## Start Data section

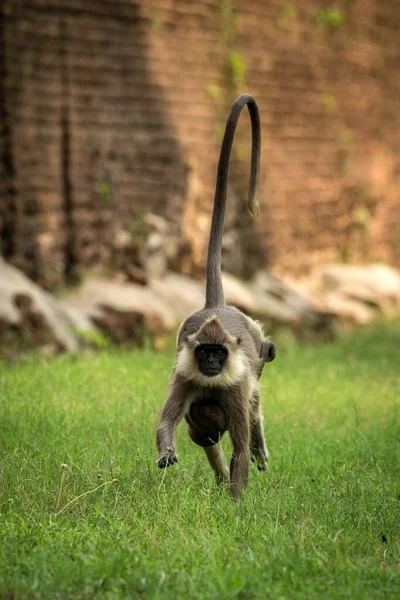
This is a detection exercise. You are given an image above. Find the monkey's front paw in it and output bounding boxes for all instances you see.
[157,448,178,469]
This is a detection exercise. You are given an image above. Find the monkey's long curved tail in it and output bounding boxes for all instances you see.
[205,94,261,308]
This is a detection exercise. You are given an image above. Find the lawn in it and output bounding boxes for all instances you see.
[0,323,400,600]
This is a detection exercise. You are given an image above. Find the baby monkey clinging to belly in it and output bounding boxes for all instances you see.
[157,94,275,498]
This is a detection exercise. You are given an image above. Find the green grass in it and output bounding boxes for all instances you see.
[0,324,400,600]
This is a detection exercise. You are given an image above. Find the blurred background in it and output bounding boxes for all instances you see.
[0,0,400,356]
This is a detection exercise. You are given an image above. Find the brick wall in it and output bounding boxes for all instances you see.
[0,0,400,286]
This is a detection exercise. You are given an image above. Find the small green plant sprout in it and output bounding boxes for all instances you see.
[226,52,246,90]
[204,84,222,102]
[314,6,344,30]
[276,2,296,29]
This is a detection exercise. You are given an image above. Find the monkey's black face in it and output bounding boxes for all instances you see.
[194,344,228,377]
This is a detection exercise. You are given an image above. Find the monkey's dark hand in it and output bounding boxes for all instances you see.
[251,448,268,471]
[157,446,178,469]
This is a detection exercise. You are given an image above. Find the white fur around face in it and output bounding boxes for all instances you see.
[176,344,247,387]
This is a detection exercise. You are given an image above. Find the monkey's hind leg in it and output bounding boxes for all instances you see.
[204,443,229,485]
[250,390,268,471]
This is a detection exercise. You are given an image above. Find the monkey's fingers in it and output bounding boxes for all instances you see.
[157,452,178,469]
[251,448,268,471]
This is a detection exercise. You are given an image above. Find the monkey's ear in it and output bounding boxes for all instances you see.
[260,340,276,362]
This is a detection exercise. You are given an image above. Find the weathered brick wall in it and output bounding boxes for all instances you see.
[2,0,188,286]
[0,0,400,285]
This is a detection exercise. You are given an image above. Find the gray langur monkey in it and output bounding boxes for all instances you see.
[157,94,275,498]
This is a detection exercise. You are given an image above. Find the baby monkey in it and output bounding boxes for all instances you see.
[157,94,275,498]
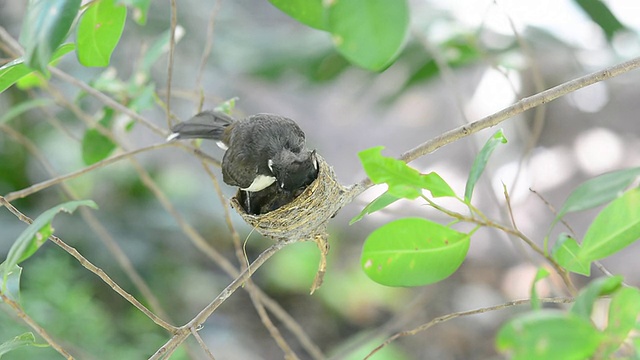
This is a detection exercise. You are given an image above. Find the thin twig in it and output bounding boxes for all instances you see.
[364,298,574,360]
[5,143,169,201]
[0,124,169,319]
[149,241,292,360]
[0,196,177,333]
[190,328,216,360]
[202,162,298,359]
[166,0,178,129]
[0,291,73,359]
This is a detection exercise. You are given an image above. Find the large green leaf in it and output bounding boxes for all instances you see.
[602,287,640,358]
[349,191,401,225]
[578,188,640,261]
[358,146,455,199]
[496,310,603,360]
[77,0,127,66]
[0,200,98,292]
[360,218,470,286]
[556,167,640,221]
[325,0,409,71]
[464,129,507,202]
[20,0,81,74]
[0,44,76,93]
[571,276,622,320]
[269,0,326,30]
[574,0,625,41]
[551,234,591,276]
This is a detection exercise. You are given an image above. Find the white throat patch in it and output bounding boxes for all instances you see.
[242,175,276,191]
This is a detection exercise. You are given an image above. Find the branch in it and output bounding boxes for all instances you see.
[349,57,640,199]
[0,291,73,359]
[364,298,574,360]
[0,196,177,333]
[149,241,293,360]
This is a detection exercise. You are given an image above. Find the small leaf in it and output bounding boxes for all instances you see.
[118,0,151,25]
[349,191,401,225]
[82,107,116,165]
[551,233,591,276]
[269,0,326,30]
[602,287,640,359]
[325,0,409,71]
[360,218,470,286]
[0,44,76,93]
[578,188,640,261]
[557,167,640,219]
[77,0,127,66]
[0,332,41,358]
[20,0,81,74]
[0,200,98,292]
[496,310,602,360]
[464,129,507,203]
[358,146,455,200]
[571,276,622,320]
[0,263,22,302]
[214,97,238,114]
[531,268,549,310]
[575,0,625,42]
[0,98,54,124]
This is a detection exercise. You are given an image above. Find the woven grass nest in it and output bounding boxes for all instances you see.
[231,154,347,241]
[231,154,347,294]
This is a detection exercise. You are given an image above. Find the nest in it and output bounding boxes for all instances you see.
[231,154,347,294]
[231,154,347,241]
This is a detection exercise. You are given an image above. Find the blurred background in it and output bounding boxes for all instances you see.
[0,0,640,360]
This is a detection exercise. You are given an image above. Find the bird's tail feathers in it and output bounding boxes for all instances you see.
[167,110,235,141]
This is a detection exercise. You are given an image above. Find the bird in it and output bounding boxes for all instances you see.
[167,110,318,209]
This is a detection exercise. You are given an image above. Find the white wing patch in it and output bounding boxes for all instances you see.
[167,133,180,141]
[242,175,276,191]
[216,141,229,150]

## End Data section

**Problem to solve**. Rewrite all of the lines above, substituting "localization task" for every occurrence of "detection exercise" and keeping everything else the same. Omit the pictures from your answer.

**Answer to this exercise**.
This is a localization task. You are given an image above. Find the monkey's front paw in it and output bounding boxes for all instances you see.
[157,448,178,469]
This is a localization task. You are given an image above. Find the monkey's long curved tail in it and output bounding boxes for all instances you see.
[205,94,261,308]
This is a localization task. You are given an image above. Find the lawn in it and output bounding boxes for all instances you see.
[0,323,400,600]
This is a localization task. You are given an image above. Find the baby monkey clinging to belly in it and output bounding boxes for all instances you see.
[157,94,275,498]
This is a localization task. You are given an image above. Find the green grass in it and output bounding boxes for all instances you see.
[0,324,400,600]
This is a localization task. You are given an image above. Find the blurred background in it and output bounding boxes for all instances you see.
[0,0,400,356]
This is a localization task. You are given an image above. Find the brick wall in it and output bounding boxes for all instances you see.
[0,0,400,286]
This is a localization task. You are given an image above. Find the small green plant sprout in it and output bounding boxes for all instances you see.
[226,52,246,90]
[204,84,222,102]
[314,6,344,30]
[276,2,296,29]
This is a localization task. You are given an image above. Find the monkey's black face in it and output bounding boxes for all instances you see.
[194,344,228,377]
This is a localization task. You are given an image above. Find the monkey's dark hand in it and output bounding boxes for all instances you see.
[251,448,268,471]
[157,446,178,469]
This is a localization task. You are given an image above. Find the white fur around face in it and output bounding boxes for all instances you see.
[176,344,247,387]
This is a localization task. You are given an image above. Find the monkey's hind leg in it and output bounding boxes for all instances you see.
[204,443,229,485]
[250,390,268,471]
This is a localization task. You are given an image above. Find the monkey's fingers in it and output bounding boxes for all instances you see.
[157,452,178,469]
[251,448,268,471]
This is a localization task. You are given an image above. Find the monkey's ear in it and output bounding boxes for all instances you see.
[260,340,276,362]
This is a localization task. You are given an image above. Find the weathered brick wall in it and output bounding boxes for all instances you see.
[2,0,188,286]
[0,0,400,285]
This is a localization task. You are given an image above. Find the gray langur monkey in it and output bounding boxes for all instances you see.
[157,94,275,498]
This is a localization task. You are given an image above. Find the baby monkey in it and output bounding boxes for all instances you see.
[157,94,275,498]
This is a localization task. You are given an image above. Find the thin twig in it and output bounding boxes for all instances you see.
[364,298,574,360]
[5,143,169,201]
[0,124,169,319]
[149,241,292,360]
[0,196,177,333]
[190,328,216,360]
[202,162,298,359]
[166,0,178,129]
[0,291,73,359]
This is a localization task. You are given an image above. Find the large green leaf in it and output bounding boxes for all instances you see.
[602,287,640,358]
[349,191,401,225]
[578,188,640,261]
[358,146,455,199]
[496,310,603,360]
[77,0,127,66]
[0,200,98,292]
[360,218,470,286]
[556,167,640,221]
[325,0,409,71]
[464,129,507,202]
[20,0,81,74]
[0,44,76,93]
[571,276,622,320]
[269,0,326,30]
[574,0,625,41]
[551,234,591,276]
This is a localization task. You are given an image above. Find the white throat patch in it and output bounding boxes for all instances you see.
[242,175,276,191]
This is a localization task. You are given an image above. Find the branch in it and output bounding boxes for all instances you see.
[349,57,640,199]
[0,291,73,359]
[364,298,574,360]
[0,196,177,333]
[149,241,293,360]
This is a localization task. You are given an image above. Find the small leaf in it and output bounding boxes for all instances you see.
[118,0,151,25]
[349,191,401,225]
[82,107,116,165]
[551,233,591,276]
[269,0,326,30]
[602,287,640,359]
[325,0,409,71]
[360,218,470,286]
[0,44,76,93]
[578,188,640,261]
[557,167,640,219]
[77,0,127,66]
[0,332,41,358]
[20,0,81,74]
[0,200,98,292]
[496,310,602,360]
[464,129,507,203]
[358,146,455,200]
[571,276,622,320]
[0,263,22,302]
[214,97,238,114]
[531,268,549,310]
[575,0,625,42]
[0,98,54,124]
This is a localization task. You are given an image above. Find the woven grass nest in it and output bounding boxes for all instances you see.
[231,154,347,241]
[231,154,347,294]
This is a localization task. You are given an image above. Find the nest in it and output bounding boxes for all instances you see.
[231,154,347,294]
[231,154,347,241]
This is a localization task. You are given an image above. Find the blurred background in it and output bounding boxes for all instances you see.
[0,0,640,360]
This is a localization task. You are given an image above. Find the bird's tail feathers in it and output bounding boxes for all instances you see.
[167,110,235,141]
This is a localization task. You are given an image above. Find the bird in it and output bounding boxes for all instances you see.
[167,110,318,209]
This is a localization task. You are given an image above. Find the white wing patch in it and output bounding boxes for all instances you see.
[167,133,180,141]
[242,175,276,191]
[216,141,229,150]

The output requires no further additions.